[Start of Stored data]

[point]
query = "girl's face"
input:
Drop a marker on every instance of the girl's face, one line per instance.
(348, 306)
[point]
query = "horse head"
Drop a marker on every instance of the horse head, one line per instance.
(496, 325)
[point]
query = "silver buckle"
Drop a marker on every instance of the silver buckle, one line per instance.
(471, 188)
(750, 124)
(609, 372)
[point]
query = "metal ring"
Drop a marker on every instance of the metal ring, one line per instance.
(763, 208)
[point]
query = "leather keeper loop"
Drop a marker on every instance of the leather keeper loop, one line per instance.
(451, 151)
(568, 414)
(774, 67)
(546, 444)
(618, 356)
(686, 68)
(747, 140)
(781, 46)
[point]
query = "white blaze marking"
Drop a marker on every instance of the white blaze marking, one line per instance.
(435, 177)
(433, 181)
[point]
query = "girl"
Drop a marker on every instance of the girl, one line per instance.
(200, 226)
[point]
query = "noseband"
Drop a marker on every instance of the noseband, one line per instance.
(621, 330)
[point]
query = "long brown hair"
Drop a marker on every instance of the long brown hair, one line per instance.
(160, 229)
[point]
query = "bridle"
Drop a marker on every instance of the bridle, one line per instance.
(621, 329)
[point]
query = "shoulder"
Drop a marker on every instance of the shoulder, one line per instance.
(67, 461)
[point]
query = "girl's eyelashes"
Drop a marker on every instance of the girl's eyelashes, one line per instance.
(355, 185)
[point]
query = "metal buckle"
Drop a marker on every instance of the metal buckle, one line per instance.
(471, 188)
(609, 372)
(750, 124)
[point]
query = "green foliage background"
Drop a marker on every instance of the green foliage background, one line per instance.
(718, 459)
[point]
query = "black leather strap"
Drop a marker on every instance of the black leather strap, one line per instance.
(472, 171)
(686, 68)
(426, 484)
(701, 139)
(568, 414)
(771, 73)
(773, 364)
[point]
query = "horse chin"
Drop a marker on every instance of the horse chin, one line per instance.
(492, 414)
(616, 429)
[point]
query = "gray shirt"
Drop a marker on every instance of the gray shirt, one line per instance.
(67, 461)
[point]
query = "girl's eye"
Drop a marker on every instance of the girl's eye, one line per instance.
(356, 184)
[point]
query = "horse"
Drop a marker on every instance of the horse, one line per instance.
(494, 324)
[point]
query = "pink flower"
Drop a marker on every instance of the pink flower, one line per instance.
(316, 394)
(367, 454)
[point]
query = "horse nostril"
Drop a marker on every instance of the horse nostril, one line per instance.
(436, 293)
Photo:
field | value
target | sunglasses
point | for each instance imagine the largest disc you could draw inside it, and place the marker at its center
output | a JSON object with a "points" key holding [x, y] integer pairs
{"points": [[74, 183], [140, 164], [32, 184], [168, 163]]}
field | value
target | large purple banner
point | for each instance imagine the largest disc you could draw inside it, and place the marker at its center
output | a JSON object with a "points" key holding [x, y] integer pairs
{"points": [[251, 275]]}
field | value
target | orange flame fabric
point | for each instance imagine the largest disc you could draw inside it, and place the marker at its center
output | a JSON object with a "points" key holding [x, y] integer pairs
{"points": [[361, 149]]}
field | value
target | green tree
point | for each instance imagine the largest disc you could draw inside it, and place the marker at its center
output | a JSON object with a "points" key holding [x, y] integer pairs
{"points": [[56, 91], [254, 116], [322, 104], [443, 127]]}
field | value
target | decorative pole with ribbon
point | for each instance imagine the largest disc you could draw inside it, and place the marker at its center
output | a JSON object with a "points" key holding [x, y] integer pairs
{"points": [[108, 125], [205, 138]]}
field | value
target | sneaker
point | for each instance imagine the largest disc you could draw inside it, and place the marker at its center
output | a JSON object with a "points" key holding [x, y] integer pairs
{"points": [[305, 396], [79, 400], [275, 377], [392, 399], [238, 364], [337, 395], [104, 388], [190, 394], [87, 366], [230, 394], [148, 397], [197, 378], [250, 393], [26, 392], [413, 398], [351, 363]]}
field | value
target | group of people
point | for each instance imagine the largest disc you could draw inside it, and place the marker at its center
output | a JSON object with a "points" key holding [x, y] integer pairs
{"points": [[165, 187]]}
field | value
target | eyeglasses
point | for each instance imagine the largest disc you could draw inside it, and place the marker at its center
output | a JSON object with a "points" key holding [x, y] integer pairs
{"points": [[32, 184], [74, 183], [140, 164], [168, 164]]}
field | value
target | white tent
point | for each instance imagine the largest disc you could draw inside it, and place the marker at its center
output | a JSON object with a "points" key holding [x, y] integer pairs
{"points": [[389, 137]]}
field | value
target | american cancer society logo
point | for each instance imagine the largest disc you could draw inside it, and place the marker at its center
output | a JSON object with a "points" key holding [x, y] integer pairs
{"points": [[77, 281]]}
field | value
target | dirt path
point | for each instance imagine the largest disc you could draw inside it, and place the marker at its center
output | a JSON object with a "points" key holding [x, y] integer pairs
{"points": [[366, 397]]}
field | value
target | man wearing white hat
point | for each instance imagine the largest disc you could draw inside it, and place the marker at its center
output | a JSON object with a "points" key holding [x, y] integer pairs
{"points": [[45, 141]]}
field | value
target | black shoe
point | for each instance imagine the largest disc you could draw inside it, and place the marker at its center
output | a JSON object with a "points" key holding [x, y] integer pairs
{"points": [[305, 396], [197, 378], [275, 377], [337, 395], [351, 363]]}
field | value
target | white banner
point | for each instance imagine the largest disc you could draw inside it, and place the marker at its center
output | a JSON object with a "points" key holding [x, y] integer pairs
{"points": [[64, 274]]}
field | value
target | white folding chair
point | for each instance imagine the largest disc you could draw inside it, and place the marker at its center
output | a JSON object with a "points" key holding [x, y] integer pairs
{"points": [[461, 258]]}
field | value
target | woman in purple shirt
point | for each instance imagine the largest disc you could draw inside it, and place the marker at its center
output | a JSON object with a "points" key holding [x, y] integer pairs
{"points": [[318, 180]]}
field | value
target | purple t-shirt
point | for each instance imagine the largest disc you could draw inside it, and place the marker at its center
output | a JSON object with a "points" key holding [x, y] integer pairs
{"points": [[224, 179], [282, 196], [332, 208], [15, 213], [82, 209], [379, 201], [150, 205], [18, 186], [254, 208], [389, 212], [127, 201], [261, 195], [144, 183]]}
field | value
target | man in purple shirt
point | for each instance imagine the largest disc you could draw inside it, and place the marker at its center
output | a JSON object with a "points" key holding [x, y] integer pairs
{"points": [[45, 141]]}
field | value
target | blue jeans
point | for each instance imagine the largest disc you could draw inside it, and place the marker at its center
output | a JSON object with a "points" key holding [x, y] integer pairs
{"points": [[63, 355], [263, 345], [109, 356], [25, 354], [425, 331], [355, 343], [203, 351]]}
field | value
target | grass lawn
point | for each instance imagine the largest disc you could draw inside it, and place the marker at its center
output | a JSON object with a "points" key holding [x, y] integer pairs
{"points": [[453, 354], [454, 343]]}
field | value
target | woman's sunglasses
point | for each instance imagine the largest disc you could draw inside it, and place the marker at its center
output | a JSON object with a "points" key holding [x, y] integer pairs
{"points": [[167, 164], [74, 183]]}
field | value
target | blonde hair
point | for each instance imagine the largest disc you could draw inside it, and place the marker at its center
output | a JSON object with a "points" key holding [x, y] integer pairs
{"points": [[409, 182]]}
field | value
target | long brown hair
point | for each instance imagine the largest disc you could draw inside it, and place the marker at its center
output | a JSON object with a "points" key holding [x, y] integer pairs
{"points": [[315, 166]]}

[End of Stored data]

How many lines in the listing above contain the word "white"? Reply with the number alone.

6